## [Task to complete]
If a line of the records contains the word "denim", list it.
-*-*-
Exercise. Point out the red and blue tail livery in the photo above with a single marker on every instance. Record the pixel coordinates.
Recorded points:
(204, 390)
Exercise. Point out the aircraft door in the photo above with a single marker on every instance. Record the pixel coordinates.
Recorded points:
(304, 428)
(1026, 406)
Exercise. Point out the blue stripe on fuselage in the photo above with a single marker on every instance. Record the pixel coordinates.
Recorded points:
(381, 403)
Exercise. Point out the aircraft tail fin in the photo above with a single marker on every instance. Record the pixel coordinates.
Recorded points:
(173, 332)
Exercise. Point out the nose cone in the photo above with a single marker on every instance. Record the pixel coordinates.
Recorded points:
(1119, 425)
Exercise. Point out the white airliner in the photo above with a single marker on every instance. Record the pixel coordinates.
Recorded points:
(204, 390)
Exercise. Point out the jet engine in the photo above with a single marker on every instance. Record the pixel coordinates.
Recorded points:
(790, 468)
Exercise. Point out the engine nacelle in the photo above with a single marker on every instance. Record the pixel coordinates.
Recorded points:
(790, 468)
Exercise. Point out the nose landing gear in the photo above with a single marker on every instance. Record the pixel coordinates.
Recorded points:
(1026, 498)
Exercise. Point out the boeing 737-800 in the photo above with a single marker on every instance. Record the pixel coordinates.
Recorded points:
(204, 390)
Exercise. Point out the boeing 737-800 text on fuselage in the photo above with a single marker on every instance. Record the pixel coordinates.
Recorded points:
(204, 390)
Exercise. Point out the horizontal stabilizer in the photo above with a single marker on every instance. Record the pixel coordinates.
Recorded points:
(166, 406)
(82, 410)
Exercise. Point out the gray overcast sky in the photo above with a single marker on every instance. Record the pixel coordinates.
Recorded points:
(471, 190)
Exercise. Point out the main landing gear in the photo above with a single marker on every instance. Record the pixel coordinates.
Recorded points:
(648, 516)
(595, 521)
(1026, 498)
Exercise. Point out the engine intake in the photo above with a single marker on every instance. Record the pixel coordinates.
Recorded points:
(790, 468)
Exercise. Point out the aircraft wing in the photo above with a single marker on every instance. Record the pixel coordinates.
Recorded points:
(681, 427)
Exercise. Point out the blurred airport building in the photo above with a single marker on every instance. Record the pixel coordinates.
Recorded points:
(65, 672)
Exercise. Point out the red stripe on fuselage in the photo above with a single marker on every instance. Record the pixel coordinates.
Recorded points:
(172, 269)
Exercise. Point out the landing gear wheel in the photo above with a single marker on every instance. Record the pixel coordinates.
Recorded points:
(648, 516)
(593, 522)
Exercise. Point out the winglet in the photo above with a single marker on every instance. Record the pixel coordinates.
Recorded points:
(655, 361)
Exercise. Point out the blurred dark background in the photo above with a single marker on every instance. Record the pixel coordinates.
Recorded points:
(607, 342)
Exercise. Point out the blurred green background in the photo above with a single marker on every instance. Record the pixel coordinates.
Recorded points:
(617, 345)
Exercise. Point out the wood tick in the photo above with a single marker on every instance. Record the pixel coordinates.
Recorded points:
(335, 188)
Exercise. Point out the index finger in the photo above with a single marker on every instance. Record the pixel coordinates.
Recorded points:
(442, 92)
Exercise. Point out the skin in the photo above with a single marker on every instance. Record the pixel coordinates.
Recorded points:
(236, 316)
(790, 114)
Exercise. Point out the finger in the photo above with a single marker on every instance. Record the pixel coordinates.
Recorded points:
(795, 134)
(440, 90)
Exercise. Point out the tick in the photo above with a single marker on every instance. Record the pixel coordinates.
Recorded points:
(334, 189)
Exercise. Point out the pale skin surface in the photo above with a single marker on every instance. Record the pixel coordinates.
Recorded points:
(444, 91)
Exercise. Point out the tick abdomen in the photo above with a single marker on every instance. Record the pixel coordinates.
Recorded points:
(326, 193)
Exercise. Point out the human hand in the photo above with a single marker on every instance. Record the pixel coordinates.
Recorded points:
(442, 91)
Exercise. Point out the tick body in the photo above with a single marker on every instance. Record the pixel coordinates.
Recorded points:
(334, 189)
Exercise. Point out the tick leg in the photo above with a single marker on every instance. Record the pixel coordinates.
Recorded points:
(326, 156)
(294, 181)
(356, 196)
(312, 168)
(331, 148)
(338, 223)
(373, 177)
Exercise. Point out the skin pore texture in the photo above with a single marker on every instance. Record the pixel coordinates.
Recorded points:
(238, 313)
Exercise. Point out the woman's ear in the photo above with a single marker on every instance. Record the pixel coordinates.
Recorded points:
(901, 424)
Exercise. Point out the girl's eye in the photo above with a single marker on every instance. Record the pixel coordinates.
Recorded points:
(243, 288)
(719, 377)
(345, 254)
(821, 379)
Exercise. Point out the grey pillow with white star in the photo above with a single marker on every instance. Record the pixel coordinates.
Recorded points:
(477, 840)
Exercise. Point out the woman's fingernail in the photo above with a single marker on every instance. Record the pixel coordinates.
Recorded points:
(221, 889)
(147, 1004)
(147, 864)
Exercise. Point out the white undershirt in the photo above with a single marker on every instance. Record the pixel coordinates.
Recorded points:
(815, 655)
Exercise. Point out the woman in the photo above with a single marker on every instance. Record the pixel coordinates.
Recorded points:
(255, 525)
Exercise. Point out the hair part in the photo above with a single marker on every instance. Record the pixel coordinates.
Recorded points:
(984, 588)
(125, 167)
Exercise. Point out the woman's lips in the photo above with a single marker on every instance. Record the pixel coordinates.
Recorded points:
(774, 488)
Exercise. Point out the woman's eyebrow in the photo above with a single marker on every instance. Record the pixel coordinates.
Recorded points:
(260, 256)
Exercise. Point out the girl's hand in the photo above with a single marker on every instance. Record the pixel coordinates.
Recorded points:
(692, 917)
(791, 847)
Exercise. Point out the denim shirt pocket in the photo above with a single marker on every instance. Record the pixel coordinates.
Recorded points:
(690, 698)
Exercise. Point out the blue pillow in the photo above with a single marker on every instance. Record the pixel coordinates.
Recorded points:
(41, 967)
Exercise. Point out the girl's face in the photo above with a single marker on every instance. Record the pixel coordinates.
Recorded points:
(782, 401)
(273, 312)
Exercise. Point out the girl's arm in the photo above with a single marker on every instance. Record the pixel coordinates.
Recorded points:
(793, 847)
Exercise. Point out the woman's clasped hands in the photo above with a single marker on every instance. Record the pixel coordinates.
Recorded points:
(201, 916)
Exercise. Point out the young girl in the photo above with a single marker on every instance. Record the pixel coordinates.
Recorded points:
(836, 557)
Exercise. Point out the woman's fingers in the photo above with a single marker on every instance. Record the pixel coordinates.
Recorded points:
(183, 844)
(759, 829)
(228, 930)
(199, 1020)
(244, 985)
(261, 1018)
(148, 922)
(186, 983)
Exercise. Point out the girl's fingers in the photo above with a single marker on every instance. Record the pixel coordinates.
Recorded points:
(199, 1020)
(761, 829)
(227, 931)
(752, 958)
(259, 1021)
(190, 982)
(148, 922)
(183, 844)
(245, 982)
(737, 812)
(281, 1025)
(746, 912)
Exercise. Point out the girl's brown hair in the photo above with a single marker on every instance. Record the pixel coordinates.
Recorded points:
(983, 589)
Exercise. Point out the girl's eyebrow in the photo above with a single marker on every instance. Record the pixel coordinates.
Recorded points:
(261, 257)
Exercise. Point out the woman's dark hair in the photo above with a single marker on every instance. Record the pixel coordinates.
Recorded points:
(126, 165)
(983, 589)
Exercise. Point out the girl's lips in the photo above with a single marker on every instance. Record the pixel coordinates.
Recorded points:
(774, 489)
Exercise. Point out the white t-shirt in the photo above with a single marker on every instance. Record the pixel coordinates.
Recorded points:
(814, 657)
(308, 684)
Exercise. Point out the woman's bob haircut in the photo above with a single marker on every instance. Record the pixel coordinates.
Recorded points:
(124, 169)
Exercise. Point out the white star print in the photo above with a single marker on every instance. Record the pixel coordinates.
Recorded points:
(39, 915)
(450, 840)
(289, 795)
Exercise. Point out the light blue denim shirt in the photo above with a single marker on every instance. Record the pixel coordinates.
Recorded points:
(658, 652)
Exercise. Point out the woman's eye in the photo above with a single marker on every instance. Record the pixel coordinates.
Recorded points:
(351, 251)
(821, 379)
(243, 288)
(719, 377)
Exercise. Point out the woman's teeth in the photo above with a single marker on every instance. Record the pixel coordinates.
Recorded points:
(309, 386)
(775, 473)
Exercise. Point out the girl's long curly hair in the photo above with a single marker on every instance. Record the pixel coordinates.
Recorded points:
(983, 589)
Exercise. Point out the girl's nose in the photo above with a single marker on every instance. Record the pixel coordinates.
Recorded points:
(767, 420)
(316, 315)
-*-*-
## [Expected answer]
Exercise. Point out the denim shirt pocket in the photo above with a single marker on every instance. Record the pixel coordinates.
Exercise. Point out the light blue denim shirt in the photo above with a single marker on every instance. Record the pixel coordinates.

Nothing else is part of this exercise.